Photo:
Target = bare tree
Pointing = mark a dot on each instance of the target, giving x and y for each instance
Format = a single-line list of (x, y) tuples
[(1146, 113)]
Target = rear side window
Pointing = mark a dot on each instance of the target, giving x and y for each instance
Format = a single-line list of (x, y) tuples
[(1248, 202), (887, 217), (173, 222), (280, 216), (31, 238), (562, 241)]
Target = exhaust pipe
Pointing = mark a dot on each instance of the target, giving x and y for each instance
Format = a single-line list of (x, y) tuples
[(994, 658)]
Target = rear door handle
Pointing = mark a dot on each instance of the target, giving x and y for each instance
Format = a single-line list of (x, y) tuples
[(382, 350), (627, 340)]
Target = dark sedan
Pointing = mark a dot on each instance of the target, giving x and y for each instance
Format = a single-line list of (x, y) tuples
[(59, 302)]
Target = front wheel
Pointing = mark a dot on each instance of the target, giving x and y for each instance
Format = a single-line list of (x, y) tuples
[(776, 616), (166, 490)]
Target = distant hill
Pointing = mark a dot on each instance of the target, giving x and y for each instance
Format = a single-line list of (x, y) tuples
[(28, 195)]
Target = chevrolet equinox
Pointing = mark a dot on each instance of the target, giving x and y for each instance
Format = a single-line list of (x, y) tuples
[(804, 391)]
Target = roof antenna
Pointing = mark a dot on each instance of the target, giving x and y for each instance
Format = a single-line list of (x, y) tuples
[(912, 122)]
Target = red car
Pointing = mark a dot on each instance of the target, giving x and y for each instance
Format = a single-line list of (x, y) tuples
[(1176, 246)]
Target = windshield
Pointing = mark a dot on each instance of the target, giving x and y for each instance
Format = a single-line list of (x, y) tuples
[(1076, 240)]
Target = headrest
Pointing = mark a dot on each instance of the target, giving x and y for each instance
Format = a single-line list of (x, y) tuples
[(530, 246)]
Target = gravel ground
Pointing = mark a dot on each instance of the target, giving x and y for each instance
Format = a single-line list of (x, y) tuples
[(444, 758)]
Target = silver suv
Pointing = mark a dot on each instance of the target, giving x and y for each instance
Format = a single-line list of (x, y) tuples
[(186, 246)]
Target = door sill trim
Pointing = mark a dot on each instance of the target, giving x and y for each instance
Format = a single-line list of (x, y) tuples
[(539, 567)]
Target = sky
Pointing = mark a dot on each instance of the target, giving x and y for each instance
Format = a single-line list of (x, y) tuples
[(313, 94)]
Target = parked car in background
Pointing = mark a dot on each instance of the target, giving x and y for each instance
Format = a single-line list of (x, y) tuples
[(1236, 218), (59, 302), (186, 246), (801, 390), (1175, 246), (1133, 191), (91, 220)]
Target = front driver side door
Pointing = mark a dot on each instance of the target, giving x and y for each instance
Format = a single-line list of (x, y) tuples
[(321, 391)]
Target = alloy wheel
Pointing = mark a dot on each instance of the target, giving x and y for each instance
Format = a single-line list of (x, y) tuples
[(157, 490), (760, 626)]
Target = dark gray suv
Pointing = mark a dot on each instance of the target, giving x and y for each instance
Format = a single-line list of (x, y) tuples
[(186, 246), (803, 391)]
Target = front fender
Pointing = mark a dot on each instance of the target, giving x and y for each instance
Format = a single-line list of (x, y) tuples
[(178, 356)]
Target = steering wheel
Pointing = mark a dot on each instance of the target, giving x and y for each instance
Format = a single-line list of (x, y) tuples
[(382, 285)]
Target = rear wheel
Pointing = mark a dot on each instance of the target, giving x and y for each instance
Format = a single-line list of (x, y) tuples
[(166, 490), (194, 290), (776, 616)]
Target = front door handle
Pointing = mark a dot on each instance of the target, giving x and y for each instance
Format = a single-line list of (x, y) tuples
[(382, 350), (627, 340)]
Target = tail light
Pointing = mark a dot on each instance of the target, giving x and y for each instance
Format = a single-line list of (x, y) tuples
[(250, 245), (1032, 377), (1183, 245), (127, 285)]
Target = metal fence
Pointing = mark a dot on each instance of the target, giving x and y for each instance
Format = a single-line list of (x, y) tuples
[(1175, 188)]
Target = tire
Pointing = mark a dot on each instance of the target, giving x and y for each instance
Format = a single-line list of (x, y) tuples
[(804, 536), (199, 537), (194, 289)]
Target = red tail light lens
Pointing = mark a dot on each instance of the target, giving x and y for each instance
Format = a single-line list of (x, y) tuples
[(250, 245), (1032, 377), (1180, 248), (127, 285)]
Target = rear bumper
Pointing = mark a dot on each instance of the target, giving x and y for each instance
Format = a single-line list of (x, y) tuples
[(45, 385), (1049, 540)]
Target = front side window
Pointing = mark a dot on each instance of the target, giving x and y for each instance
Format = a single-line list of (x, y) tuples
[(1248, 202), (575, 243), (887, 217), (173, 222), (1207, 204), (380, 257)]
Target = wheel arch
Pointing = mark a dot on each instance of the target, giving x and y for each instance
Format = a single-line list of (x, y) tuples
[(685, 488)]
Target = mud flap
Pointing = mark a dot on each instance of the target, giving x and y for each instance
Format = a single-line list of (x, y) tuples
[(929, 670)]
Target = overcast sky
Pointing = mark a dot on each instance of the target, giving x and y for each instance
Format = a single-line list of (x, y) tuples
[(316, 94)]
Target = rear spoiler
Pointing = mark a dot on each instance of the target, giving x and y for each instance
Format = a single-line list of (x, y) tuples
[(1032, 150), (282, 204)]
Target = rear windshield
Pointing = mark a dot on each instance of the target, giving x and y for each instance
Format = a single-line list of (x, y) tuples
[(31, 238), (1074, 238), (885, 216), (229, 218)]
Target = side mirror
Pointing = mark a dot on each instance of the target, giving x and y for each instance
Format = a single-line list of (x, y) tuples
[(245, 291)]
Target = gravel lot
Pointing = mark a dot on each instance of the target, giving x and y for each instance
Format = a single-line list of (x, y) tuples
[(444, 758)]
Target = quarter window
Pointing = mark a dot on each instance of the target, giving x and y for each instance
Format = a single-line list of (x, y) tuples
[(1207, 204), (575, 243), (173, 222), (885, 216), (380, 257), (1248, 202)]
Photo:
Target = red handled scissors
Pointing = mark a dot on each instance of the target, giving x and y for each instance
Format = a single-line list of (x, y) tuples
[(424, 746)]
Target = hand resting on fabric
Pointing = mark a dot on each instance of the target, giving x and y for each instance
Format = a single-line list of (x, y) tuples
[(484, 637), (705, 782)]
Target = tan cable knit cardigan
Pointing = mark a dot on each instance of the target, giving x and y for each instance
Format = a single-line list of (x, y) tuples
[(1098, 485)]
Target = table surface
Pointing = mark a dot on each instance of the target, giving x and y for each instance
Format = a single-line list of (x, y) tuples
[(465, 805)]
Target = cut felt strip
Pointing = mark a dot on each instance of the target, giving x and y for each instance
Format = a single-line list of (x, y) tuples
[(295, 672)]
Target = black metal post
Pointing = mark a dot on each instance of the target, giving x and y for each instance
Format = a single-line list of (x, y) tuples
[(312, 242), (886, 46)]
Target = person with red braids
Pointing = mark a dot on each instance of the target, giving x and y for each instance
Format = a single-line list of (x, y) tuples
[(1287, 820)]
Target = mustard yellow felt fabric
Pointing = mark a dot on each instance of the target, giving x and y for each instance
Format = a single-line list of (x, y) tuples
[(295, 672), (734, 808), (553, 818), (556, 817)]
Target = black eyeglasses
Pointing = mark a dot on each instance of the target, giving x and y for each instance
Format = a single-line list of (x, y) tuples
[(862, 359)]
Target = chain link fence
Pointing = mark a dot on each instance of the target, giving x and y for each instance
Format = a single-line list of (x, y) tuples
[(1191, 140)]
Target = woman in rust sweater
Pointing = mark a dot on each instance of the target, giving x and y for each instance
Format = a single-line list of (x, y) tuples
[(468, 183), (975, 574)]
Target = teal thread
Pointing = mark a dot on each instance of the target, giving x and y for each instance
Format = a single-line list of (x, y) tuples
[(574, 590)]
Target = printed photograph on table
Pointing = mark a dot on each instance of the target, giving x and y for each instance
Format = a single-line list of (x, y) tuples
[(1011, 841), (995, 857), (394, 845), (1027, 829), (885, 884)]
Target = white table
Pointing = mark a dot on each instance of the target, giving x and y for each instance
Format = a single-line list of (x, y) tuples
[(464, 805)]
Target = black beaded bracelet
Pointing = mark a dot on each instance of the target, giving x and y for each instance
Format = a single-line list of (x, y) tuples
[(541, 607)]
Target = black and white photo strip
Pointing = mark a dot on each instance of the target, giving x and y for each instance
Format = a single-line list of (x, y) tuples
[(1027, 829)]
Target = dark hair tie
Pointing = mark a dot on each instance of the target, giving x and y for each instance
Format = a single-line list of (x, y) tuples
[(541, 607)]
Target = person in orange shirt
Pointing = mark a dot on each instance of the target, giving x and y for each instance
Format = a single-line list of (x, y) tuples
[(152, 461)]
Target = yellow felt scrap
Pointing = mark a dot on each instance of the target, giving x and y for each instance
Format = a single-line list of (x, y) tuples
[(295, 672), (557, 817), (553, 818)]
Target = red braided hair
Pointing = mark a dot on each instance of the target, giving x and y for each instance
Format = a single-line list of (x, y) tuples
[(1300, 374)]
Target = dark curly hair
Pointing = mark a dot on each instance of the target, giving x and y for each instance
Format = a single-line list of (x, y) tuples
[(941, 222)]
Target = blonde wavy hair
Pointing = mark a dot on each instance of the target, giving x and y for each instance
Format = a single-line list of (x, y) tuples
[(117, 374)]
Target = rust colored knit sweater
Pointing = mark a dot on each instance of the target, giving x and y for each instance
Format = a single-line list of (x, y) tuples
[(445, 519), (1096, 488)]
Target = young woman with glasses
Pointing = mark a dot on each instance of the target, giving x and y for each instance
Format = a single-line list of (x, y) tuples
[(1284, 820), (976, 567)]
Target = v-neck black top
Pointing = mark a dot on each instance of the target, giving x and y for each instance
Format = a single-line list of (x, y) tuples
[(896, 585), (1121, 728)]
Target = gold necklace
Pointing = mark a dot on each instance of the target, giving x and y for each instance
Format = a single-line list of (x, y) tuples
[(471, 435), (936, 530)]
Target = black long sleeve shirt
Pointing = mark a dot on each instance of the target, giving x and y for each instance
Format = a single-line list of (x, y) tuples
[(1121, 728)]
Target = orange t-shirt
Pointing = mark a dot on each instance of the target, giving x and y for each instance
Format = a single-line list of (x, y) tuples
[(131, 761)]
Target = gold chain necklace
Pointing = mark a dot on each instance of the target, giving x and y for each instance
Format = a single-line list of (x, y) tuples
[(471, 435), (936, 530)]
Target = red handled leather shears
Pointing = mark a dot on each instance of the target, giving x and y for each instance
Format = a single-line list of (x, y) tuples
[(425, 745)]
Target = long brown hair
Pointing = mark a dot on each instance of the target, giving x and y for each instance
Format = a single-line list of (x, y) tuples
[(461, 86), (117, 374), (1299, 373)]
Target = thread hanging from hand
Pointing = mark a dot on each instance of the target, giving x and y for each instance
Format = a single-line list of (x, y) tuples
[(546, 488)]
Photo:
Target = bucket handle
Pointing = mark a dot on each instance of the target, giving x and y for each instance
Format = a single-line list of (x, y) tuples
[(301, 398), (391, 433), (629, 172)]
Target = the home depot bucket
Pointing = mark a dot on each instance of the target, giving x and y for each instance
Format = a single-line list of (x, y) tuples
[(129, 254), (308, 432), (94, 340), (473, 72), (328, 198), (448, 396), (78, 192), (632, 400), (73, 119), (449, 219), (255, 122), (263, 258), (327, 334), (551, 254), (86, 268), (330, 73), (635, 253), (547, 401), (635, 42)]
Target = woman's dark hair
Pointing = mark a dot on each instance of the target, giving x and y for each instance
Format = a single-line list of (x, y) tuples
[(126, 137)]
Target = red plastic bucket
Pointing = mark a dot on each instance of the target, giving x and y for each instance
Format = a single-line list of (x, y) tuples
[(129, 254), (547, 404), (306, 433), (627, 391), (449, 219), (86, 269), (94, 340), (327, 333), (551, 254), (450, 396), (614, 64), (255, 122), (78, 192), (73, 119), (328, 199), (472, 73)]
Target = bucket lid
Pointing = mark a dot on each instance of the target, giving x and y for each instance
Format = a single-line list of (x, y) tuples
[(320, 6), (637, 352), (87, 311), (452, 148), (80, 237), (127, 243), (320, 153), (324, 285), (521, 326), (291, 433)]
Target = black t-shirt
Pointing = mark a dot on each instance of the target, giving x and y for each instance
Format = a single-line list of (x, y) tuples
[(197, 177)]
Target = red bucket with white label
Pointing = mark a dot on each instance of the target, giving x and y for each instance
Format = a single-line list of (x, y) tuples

About this exercise: Anywhere the listing shows the word "fabric", copy the full line.

Answer box:
Target = hand resting on fabric
Target = mustard yellow felt fabric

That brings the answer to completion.